» **Work to do**
Print every row below verbatim, changing nothing.
-------- Data listing
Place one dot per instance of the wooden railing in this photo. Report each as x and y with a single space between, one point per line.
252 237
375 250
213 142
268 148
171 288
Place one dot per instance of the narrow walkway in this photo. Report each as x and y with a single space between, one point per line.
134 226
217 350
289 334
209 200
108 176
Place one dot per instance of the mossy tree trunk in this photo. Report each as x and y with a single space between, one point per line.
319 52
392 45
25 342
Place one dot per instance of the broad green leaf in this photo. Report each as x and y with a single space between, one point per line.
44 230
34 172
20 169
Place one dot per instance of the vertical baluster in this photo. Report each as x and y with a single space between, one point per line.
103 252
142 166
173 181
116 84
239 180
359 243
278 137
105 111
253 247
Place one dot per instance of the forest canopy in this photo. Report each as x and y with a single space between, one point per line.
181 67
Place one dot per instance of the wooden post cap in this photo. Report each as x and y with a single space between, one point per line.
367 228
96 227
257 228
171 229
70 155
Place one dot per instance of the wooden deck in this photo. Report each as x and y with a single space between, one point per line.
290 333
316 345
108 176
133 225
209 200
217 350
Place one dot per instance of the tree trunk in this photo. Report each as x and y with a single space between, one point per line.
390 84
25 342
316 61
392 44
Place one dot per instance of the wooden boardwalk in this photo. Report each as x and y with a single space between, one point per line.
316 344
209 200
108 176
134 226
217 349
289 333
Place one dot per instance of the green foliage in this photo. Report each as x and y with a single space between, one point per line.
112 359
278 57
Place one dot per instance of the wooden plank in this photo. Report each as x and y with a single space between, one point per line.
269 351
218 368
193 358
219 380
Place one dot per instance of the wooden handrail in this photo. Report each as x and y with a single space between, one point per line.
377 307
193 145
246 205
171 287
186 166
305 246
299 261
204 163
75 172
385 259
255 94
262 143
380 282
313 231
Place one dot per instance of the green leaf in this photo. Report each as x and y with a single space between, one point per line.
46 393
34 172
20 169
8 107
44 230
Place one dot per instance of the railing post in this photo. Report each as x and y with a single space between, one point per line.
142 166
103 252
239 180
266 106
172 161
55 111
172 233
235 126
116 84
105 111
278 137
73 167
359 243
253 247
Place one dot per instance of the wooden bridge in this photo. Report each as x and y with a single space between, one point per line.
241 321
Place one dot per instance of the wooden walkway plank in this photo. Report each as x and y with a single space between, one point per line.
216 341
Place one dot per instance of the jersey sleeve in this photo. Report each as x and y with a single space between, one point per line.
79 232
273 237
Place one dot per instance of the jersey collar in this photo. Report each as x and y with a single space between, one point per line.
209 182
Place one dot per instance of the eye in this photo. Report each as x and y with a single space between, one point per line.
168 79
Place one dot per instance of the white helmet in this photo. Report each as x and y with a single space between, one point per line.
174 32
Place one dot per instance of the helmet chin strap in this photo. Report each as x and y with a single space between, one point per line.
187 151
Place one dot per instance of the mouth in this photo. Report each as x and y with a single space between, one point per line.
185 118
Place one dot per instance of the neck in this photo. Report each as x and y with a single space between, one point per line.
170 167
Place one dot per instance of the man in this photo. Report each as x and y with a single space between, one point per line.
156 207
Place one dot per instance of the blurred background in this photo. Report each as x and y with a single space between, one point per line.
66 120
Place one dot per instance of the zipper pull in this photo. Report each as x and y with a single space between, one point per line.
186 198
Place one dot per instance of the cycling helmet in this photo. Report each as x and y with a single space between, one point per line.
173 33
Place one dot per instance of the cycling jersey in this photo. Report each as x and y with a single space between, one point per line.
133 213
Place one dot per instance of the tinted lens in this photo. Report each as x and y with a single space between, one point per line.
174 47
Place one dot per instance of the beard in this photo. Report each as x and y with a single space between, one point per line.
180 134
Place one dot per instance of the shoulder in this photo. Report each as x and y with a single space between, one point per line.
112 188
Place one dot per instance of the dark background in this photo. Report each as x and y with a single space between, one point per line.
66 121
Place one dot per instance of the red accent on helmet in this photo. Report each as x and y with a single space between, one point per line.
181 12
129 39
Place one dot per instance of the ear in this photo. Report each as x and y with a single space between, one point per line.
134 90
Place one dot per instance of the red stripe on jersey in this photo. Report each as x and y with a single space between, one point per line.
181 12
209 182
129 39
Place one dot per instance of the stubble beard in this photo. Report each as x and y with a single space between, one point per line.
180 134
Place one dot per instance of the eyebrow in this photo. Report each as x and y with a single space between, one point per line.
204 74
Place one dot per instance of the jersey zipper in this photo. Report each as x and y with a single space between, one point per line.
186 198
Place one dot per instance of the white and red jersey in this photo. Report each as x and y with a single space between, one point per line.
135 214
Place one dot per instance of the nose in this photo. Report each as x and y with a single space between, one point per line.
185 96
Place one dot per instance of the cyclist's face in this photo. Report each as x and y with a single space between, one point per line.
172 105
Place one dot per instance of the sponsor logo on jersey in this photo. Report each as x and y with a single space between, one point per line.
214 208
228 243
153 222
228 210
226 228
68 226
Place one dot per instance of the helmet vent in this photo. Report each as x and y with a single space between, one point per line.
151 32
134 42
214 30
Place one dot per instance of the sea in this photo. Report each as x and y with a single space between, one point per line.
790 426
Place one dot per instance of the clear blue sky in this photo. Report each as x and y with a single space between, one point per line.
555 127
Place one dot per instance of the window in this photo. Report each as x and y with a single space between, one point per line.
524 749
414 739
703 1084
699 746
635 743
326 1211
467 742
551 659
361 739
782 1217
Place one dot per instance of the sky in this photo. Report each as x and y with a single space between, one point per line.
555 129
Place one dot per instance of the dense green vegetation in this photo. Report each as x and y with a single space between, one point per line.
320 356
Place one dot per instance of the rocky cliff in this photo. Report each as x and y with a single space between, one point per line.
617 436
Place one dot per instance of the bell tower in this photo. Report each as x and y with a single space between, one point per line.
----------------
» **Answer in full**
Place one dot per instance of the wooden railing in this photo. Report each as x and y with a single space between, one point per line.
252 237
375 250
213 142
268 148
171 288
Place one dot per instance of the narrow walkway in this photo. Report each as x and y with a single space between, one point per line.
134 226
217 350
289 334
209 200
108 176
Place one dot per instance of the mossy tree trunk in this photo. Report each as x and y with a single space between, one point per line.
319 52
392 45
25 342
Place one dot per instance of the broad green leaf in this photo. Report each as x and y with a single space between, one point per line.
44 230
34 172
20 169
Place one dot per instance of the vertical baluster in this photo. Report each as x and y with a single space between, one point per line.
103 252
142 166
173 181
116 84
239 180
359 243
278 137
105 111
253 247
Place one dot per instance of the forest canopy in this photo. Report each as x and y with a single space between, one point per line.
181 67
Place one dot per instance of the wooden post cap in this photo. Report each as x and y with a single space between, one point per line.
367 228
96 227
257 228
171 229
70 155
Place one dot per instance of the wooden deck in this photo. Report each as x and y with a single space between, one point per line.
290 333
316 345
108 176
133 225
209 200
217 350
Place one dot per instance of the tree trunk in this photo. Report each as x and y with a single space between, one point per line.
390 84
25 342
316 61
392 44
Place one dot per instance of the wooden boardwalk in this photo. Report each as x and y with a single space between, one point per line.
316 344
209 200
108 176
134 226
217 349
289 333
Place one dot per instance of the green foliage in this photo. Report each as x and y with a single space between, one point per line.
112 359
278 57
Place one dot per instance of the wooden plank in this photo. Report each as x and y with a single space between, one point per line.
269 351
218 368
193 358
219 380
Place one dot per instance of the wooden handrail in this photo. Report each as x and y with a single space between, one point per line.
377 307
193 145
246 205
171 287
186 166
305 246
299 261
204 163
75 172
385 259
255 94
262 143
380 282
313 231
Place one dot per instance of the green leaf in this photo. Report each as x and y with a single space between, one point per line.
46 393
34 172
20 169
8 107
44 230
Place one dot per instance of the railing post in this photo. Report each as x and y with a single space between, one point per line.
142 166
103 252
239 180
266 106
172 161
55 111
172 233
235 126
116 84
105 111
278 137
73 167
359 243
253 247
Place one dot per instance of the wooden bridge in this photo. Report each as x and y with a single space between, one point per line.
241 321
Place one dot per instance of the wooden walkway plank in this photo. Report each as x and y with a single space between, one point per line.
216 341
Place one dot per instance of the jersey sleeve in this photo. Report each as x and y with a single space between, one point per line.
79 232
273 237
Place one dot per instance of the jersey collar in this photo. Report each as x and y with a single space between, one point per line.
209 182
Place one dot per instance of the eye in this photo. Report each as x and y with a single space between, one point per line.
168 79
Place one dot per instance of the white helmet in this photo. Report each as x and y with a single space between, one point per line.
174 32
Place one dot per instance of the helmet chin strap in this photo. Report each as x and y with a single space between, one point per line.
187 151
Place one dot per instance of the mouth in this photo. Report each as x and y with a single space between, one point per line.
185 118
Place one dot per instance of the neck in this photo. Report each as x and y with a single space between, one point per line.
170 167
Place one dot per instance of the man in this photo. Report each as x and y with a single space between, one point per line.
156 207
Place one dot per instance of the blurred background in this photo. Report each as x and y with a single space between, one point per line.
66 120
Place one dot per instance of the zipper pull in this photo. Report each as x and y with a single space between, one point per line.
186 198
Place one dot per instance of the cycling helmet in this photo. Report each as x and y with a single space between, one point per line.
173 33
Place one dot per instance of the cycling jersey in this photo. Report each as x and y with a single space between, one point per line.
133 213
Place one dot per instance of the tinted lens in this photo. Report each as x and y with a single space between, one point per line.
174 47
Place one dot per instance of the beard in this photo. Report each as x and y with a single space between, one point per line.
180 134
Place one dot per instance of the shoulder in this photo. Report each as x and y with a single space between, one point per line.
112 188
Place one dot per instance of the dark background in this photo. Report each as x and y with a single space between, one point per line.
66 121
Place one dot per instance of the red accent on helmet in this photo. Report each as x and y with a single space between, one point per line.
181 12
129 39
Place one dot per instance of the ear in this photo. Report each as x and y with a single space between, one point per line.
134 90
Place one dot per instance of the red stripe on jersey in this photo. Report each as x and y with a single space between, one point per line.
181 12
209 182
129 39
Place one dot per instance of the stubble beard in this photo. Report each as x and y with a single space between, one point per line.
180 134
Place one dot per instance of the eyebrow in this photo. Report each as x and y with a single space between, one point per line.
204 74
Place one dot per instance of the jersey zipper in this photo. Report each as x and y with a single space between, one point per line.
186 198
Place one dot per instance of the white and red jersey in this photo. Report each as x and y with a single space between, one point per line.
135 214
Place one dot per instance of the nose in this photo. Report each as x and y with a single space between, one point per line.
185 96
Place one dot per instance of the cyclist's face in this photo. Report each as x and y with a single space between, one point per line.
172 105
Place one dot per instance of the sponsor logo on jersey in this photo. Report each as x and y with a single space between, one point per line.
214 208
228 243
153 222
228 210
226 228
68 226
Place one dot per instance of the helmet vent in this photo. Report each as x and y with a single space between, one point per line.
151 32
134 42
214 30
Place one dot per instance of the sea in this photo. Report each as x and y with a single space between, one point per line.
790 426
Place one dot per instance of the clear blue sky in this photo. Report each as x and y with a single space between, one point per line.
555 127
Place one dot per instance of the window in this photo. Report each as x and y with a single space between, one point per line.
524 749
414 739
703 1084
699 746
635 743
326 1211
467 742
551 659
361 739
782 1217
Place one dot per instance of the sky in this photo. Report each as x and y with a single space between, one point per line.
555 129
Place one dot per instance of the dense green vegetation in this photo. Report each as x and y with a single space between, one point per line.
320 356
Place one dot per instance of the rocky cliff in this photo. Report each as x and y with a single space between, one point per line.
617 436
Place one dot per instance of the bell tower in this photo. Report each as x and y with a single space between, one point per line.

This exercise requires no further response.